_PROVIDED MATERIAL_
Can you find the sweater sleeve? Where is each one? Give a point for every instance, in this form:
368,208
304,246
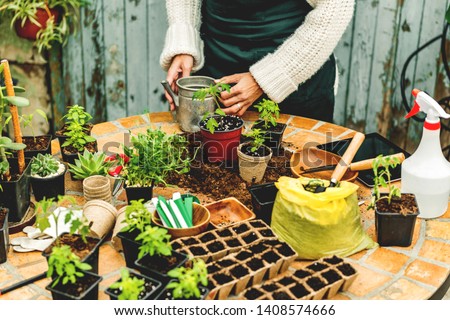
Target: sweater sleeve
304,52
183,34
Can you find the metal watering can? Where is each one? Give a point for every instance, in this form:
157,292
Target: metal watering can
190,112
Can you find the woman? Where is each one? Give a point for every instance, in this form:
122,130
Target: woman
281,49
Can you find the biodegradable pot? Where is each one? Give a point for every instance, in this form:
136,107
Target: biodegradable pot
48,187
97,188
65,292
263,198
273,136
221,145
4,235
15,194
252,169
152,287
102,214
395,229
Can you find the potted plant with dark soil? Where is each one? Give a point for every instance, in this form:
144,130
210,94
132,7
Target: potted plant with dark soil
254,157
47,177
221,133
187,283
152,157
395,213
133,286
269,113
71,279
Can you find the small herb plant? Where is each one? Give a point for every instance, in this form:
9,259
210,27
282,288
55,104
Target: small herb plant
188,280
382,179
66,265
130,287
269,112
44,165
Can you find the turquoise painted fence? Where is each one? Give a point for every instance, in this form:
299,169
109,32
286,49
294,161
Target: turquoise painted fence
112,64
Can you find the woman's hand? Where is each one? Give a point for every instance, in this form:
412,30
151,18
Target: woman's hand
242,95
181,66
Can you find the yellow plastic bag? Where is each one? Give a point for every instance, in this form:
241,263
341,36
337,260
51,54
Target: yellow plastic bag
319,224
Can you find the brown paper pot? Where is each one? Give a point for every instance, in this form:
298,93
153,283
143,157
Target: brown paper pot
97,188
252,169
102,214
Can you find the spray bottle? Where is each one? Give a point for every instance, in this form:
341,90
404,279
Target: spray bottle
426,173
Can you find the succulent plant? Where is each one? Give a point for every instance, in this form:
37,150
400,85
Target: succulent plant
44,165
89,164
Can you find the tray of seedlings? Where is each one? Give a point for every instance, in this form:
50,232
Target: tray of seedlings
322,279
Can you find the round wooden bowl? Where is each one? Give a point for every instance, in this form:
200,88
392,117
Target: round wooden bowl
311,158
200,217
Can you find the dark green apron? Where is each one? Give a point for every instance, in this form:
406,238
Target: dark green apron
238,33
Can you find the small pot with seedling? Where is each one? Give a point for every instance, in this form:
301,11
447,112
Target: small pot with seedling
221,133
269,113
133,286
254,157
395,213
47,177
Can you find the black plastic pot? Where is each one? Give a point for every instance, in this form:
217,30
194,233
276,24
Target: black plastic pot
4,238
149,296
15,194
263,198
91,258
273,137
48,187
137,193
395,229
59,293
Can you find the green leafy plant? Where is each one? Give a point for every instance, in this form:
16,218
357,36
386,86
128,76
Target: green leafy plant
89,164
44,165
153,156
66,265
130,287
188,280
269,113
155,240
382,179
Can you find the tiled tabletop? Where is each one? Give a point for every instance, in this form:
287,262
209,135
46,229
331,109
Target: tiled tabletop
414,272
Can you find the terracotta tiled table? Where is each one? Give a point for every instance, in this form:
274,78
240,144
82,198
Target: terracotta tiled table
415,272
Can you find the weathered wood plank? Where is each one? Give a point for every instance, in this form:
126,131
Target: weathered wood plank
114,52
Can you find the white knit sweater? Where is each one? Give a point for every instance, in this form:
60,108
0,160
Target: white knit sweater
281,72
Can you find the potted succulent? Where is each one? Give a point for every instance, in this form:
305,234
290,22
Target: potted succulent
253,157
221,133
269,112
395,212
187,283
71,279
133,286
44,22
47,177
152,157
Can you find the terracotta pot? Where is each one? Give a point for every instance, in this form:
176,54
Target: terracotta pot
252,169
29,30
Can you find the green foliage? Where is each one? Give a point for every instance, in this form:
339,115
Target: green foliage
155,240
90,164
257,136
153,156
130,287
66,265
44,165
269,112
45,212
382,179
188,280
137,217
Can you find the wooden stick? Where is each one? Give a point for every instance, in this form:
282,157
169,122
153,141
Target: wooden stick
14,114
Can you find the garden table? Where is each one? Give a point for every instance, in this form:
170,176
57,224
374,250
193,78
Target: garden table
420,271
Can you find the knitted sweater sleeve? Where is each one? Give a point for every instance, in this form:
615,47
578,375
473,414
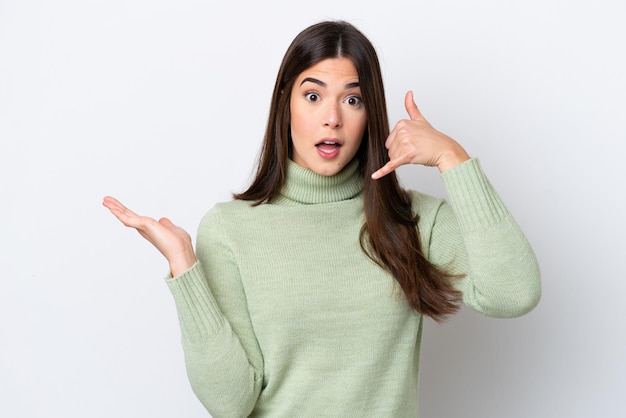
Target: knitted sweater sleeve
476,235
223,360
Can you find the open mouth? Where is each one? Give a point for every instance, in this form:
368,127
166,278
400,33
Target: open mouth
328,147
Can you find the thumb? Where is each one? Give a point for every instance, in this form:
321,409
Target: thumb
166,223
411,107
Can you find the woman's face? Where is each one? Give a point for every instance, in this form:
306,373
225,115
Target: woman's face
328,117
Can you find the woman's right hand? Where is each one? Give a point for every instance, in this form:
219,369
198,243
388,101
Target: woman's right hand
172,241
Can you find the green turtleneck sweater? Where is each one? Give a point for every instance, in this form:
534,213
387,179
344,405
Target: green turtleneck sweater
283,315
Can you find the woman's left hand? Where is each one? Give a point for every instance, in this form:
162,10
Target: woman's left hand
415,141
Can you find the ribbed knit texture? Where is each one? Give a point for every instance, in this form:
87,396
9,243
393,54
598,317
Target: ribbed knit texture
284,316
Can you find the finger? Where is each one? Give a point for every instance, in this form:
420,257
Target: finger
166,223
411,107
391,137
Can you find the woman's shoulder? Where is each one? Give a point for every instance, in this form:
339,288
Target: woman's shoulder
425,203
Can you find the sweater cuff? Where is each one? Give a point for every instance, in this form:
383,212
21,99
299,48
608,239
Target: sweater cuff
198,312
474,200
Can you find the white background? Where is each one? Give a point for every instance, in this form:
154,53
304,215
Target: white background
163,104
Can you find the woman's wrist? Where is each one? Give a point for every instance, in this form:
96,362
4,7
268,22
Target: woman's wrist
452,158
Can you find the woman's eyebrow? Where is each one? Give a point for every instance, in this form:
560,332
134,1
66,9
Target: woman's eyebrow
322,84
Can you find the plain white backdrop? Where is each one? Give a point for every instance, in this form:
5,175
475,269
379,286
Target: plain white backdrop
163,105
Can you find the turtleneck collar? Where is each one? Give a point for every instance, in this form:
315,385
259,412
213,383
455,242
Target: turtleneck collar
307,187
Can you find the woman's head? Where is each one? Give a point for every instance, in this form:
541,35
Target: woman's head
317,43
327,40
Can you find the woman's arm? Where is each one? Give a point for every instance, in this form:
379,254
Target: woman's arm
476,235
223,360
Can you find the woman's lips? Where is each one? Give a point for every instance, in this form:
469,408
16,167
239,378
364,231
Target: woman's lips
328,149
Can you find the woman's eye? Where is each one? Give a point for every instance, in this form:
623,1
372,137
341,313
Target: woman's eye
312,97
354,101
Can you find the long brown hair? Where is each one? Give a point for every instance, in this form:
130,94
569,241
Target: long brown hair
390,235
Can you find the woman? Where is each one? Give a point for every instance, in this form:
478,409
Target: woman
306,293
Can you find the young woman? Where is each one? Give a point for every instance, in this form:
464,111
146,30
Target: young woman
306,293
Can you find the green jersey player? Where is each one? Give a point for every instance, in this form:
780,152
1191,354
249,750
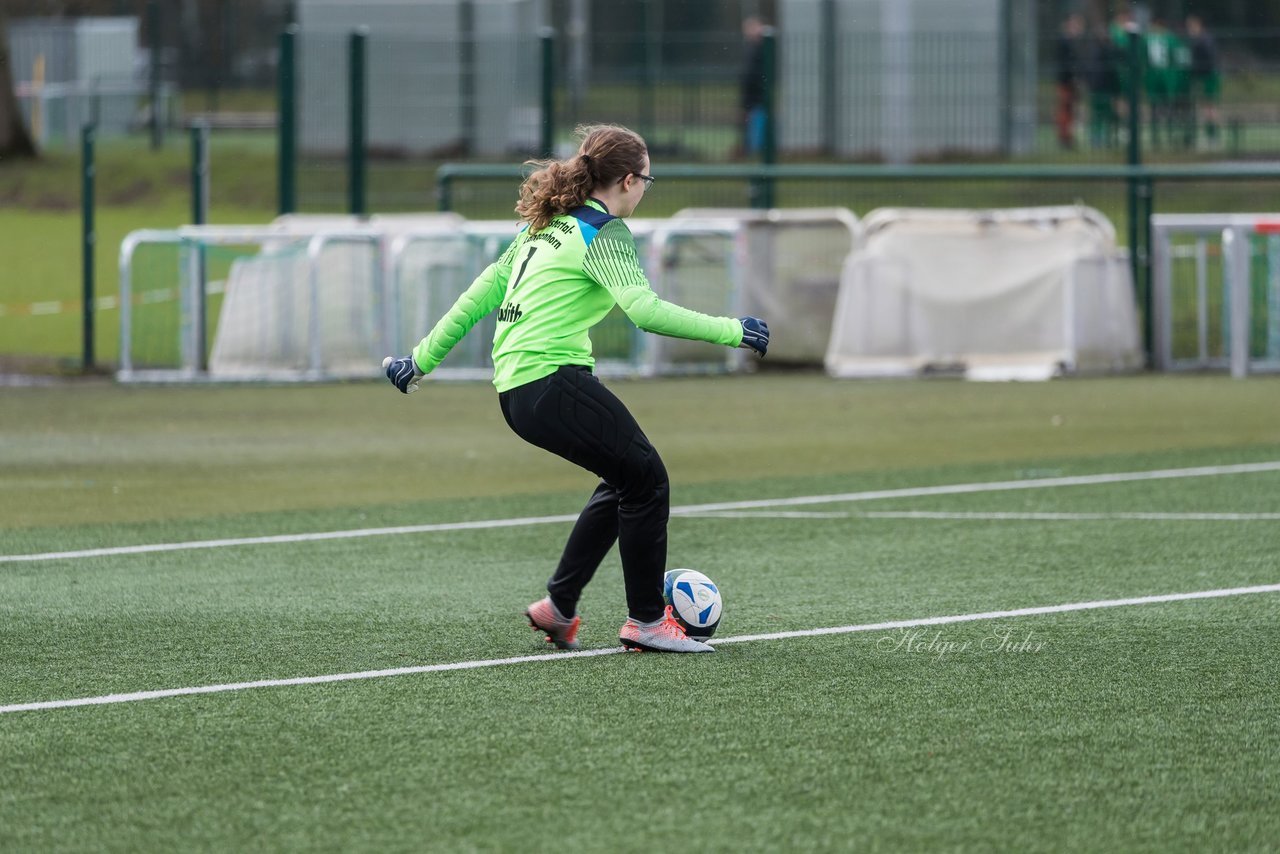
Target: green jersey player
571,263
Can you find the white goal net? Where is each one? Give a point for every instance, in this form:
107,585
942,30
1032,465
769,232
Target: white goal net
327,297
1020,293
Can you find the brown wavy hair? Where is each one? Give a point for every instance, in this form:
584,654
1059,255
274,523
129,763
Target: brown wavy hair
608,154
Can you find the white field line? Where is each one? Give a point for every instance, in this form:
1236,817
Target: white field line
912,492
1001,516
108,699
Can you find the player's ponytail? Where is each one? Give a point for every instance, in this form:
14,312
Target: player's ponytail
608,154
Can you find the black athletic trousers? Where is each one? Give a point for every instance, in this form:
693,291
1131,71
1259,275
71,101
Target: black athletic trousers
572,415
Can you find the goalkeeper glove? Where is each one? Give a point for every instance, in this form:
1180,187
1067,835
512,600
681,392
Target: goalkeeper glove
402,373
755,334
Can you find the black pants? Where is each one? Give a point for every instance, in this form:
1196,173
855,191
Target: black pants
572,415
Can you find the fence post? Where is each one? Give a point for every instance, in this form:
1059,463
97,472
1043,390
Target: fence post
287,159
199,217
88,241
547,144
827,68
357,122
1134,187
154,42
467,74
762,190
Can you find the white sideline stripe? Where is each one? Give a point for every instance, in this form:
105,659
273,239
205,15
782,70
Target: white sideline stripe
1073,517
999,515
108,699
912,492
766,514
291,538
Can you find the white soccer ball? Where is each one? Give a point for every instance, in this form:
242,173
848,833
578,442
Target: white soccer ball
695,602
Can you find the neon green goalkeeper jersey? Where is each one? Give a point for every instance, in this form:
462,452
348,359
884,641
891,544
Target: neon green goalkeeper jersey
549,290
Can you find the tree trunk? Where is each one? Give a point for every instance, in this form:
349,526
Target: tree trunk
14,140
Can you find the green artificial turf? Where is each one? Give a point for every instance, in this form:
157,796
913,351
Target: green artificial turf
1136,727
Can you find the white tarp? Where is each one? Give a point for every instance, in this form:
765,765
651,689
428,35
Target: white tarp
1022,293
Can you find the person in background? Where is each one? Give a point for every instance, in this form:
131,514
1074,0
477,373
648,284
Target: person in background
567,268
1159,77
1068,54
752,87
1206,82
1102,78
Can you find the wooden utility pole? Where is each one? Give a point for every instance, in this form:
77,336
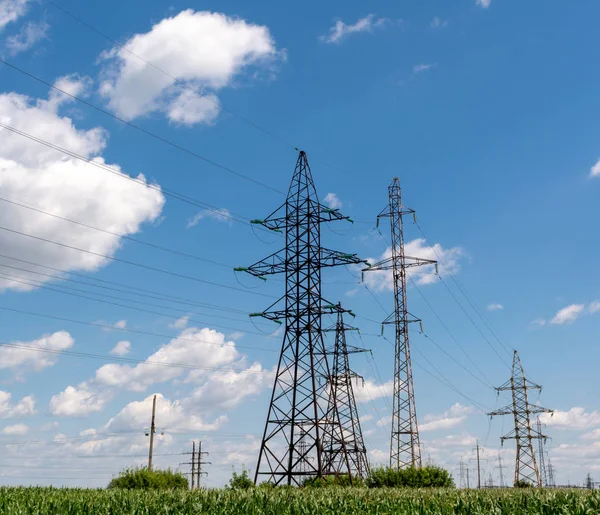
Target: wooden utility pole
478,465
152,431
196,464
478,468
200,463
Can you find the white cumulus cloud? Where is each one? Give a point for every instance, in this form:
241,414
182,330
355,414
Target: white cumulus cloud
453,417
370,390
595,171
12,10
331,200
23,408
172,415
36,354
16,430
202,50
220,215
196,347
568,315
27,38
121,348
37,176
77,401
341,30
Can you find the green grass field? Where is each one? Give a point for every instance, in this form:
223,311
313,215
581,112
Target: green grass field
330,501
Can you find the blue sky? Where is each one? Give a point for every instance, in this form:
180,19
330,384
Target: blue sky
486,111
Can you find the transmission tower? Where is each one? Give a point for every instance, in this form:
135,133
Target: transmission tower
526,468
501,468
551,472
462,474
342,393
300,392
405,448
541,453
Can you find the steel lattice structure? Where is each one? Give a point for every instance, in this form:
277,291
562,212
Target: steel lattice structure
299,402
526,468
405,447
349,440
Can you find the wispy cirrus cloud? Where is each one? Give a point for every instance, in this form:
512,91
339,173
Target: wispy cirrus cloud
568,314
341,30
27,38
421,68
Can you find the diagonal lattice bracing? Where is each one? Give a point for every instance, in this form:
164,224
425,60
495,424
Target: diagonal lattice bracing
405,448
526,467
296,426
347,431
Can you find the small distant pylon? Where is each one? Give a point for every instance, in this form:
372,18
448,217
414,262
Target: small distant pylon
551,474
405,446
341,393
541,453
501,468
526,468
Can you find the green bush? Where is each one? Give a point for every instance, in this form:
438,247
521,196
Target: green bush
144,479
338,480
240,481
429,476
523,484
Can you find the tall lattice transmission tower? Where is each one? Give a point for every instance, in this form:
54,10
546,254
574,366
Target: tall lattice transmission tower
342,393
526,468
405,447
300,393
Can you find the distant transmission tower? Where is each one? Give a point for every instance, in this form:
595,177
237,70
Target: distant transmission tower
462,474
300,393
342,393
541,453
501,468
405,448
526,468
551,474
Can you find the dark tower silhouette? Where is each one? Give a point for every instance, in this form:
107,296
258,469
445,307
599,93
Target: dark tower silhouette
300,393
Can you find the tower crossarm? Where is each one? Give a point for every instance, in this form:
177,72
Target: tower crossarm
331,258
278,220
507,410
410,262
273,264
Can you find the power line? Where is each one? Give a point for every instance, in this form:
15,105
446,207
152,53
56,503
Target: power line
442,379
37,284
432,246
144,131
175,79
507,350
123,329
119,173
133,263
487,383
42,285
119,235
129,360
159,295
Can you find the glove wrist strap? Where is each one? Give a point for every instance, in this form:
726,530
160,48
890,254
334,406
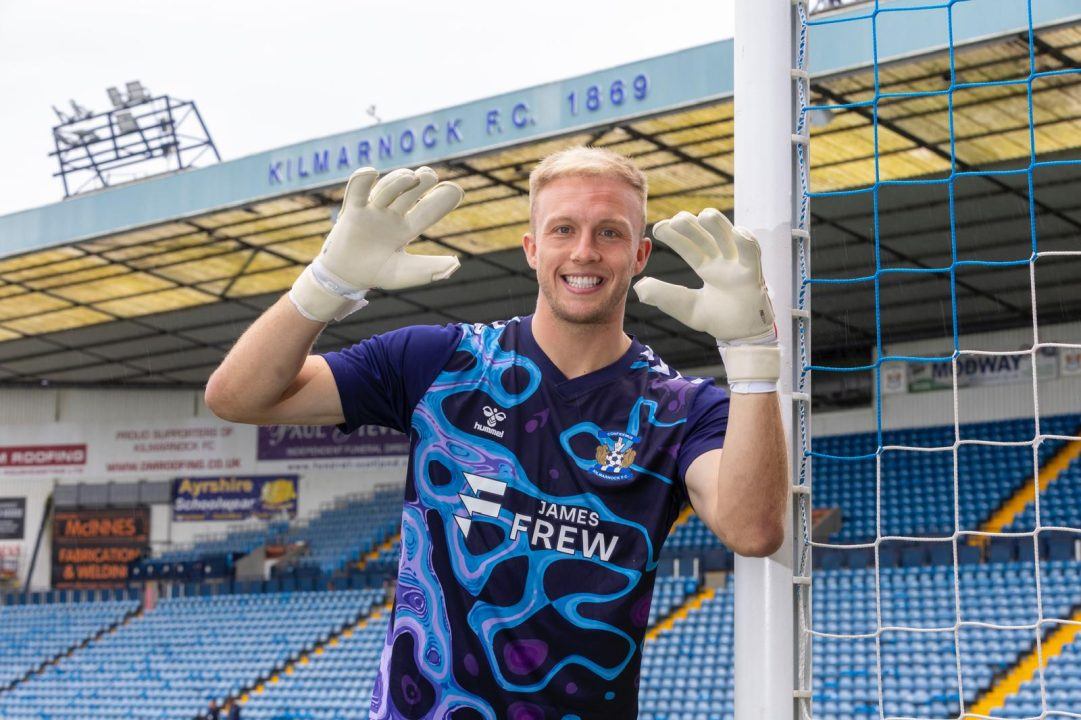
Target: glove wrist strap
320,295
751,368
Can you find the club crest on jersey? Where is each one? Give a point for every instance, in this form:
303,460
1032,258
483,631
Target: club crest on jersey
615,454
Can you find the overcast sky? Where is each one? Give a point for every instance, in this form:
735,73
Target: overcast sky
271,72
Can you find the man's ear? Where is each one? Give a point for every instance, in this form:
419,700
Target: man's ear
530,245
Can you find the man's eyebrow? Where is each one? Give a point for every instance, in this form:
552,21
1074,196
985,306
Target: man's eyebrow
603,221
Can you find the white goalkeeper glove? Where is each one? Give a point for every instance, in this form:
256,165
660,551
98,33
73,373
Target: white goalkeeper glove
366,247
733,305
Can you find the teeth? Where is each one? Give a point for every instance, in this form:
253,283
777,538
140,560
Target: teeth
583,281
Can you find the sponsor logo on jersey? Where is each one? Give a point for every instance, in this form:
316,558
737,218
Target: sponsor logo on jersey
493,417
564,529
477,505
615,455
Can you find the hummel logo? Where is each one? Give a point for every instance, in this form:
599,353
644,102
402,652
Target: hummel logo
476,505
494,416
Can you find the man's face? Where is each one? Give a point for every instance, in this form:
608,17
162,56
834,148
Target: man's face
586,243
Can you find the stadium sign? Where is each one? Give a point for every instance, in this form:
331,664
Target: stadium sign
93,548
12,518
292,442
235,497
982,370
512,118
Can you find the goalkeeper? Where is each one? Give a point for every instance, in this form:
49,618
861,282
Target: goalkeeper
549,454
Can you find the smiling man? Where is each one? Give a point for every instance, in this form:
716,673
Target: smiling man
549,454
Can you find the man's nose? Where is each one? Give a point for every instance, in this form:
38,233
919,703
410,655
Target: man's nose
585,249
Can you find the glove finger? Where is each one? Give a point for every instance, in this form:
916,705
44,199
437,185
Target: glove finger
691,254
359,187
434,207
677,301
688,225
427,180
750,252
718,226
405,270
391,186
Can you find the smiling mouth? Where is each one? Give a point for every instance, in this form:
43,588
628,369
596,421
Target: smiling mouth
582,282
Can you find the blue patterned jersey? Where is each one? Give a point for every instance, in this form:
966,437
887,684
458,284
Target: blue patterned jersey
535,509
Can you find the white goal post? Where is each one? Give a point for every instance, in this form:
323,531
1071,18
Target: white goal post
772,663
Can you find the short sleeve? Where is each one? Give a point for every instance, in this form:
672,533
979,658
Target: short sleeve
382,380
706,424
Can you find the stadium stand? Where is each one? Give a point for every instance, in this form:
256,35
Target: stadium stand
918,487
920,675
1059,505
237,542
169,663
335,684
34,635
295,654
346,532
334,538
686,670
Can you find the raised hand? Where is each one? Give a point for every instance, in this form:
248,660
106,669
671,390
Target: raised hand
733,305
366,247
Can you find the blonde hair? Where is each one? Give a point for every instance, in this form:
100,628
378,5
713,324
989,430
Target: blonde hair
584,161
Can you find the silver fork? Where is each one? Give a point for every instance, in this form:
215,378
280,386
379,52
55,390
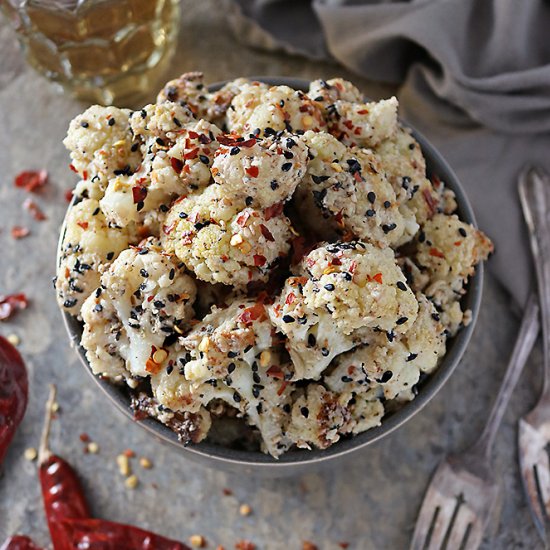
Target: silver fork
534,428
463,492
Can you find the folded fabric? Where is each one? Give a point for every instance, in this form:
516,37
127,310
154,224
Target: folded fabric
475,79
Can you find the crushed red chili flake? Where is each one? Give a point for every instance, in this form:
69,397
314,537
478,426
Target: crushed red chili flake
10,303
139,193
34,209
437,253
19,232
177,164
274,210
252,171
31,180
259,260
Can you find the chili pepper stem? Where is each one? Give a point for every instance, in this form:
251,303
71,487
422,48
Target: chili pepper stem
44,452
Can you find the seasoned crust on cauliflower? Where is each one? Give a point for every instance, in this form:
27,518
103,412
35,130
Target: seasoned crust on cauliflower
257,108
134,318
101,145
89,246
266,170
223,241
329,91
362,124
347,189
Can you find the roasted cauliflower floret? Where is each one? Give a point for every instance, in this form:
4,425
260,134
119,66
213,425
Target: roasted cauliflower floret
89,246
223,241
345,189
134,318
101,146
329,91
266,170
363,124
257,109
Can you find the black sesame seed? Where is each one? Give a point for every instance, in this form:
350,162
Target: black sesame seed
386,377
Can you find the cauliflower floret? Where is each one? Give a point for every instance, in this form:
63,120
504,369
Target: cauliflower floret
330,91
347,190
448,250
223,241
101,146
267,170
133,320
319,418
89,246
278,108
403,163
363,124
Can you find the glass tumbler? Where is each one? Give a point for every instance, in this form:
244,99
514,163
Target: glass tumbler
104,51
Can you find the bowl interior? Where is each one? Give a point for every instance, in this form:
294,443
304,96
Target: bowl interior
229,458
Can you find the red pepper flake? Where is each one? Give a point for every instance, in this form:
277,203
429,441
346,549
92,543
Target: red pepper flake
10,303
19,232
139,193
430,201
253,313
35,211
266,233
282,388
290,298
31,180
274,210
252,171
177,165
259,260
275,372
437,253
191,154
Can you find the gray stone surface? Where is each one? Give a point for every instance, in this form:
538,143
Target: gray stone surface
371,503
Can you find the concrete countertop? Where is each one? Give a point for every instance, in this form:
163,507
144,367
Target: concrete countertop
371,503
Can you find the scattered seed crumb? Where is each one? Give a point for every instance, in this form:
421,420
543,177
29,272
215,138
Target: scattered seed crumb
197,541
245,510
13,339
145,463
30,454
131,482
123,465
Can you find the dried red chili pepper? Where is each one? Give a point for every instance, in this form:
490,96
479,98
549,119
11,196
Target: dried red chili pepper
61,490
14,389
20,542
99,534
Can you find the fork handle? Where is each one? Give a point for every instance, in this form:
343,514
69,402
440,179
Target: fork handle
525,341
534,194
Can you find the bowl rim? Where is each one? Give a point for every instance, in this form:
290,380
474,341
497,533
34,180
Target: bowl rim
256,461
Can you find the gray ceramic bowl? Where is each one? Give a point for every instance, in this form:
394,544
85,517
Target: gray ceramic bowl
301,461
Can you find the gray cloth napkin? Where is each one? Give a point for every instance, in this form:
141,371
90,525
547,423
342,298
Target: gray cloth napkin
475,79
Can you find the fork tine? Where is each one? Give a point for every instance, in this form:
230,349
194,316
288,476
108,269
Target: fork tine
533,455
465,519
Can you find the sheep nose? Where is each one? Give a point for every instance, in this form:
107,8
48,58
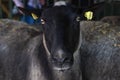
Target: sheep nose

_REQUEST_
Take the line containing "Can you find the bowl rim?" and every line after it up to the end of the entries, and quote them exactly. Both ends count; the pictures do not.

_ANSWER IN FULL_
Can you find the bowl rim? Where is each one? Give a point for every instance, in this form:
290,380
474,341
497,533
34,180
Target: bowl rim
256,461
Can you find the gray ceramic bowl? Where is each one? Give a point for every instance, in this form:
394,544
85,517
Target: gray ceramic bowl
301,461
Can you find the gray cloth napkin? Where is each one? Give a point for every instance, in this form:
141,371
90,525
547,423
342,298
Target: gray cloth napkin
475,79
Can you find the fork tine? Where is each one? Give a point for every instance, in this form:
230,349
194,316
288,476
108,269
Target: fork tine
533,455
465,519
Can you find the sheep nose? Where is each one? Give a point for every instance, in this form:
107,8
48,58
Target: sheep nose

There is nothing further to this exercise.